++++ RECORDS TO USE ++++
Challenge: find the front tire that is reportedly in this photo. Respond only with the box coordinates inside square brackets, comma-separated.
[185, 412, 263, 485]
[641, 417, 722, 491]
++++
++++ RECORDS TO USE ++++
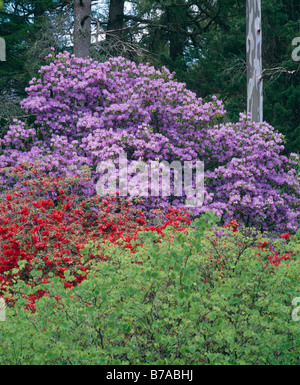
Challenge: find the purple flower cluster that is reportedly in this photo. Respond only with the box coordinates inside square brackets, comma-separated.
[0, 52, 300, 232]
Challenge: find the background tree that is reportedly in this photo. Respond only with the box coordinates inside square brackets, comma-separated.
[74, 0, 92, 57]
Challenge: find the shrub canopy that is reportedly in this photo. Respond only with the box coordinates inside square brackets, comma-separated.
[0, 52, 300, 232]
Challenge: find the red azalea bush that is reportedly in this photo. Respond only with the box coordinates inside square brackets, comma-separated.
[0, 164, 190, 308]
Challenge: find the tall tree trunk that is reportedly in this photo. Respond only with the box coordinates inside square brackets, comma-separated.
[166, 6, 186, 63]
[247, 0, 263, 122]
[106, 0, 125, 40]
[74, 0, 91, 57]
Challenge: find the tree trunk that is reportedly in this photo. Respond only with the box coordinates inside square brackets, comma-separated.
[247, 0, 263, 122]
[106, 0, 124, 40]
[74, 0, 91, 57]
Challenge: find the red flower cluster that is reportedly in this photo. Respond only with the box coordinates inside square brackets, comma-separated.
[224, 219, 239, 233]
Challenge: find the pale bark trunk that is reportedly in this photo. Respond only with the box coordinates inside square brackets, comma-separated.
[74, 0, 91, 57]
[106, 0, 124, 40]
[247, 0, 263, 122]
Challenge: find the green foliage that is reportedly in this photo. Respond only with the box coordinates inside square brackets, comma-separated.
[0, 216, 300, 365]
++++
++++ RECORDS TO USE ++++
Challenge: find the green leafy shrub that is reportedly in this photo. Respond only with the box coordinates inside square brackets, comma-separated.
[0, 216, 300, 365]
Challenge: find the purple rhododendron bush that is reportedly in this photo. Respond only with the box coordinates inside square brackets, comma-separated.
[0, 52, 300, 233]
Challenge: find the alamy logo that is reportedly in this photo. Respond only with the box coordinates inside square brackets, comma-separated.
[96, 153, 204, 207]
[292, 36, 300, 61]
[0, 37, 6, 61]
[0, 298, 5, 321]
++++
__YOUR TASK__. Lay out as a Markdown table with columns No. and Line the records starting with the line that contains "Challenge: find the front" and going on through the line that contains "[641, 417, 722, 491]", both ends included, numbering each row and leaving out any blank lines.

__COMPLETE OUTPUT__.
| No. | Line |
|---|---|
| 1 | Challenge: find the front tire that is reportedly in this photo. Respond only with the box coordinates inside square brackets, comma-separated. |
| 2 | [185, 412, 263, 485] |
| 3 | [641, 417, 722, 491] |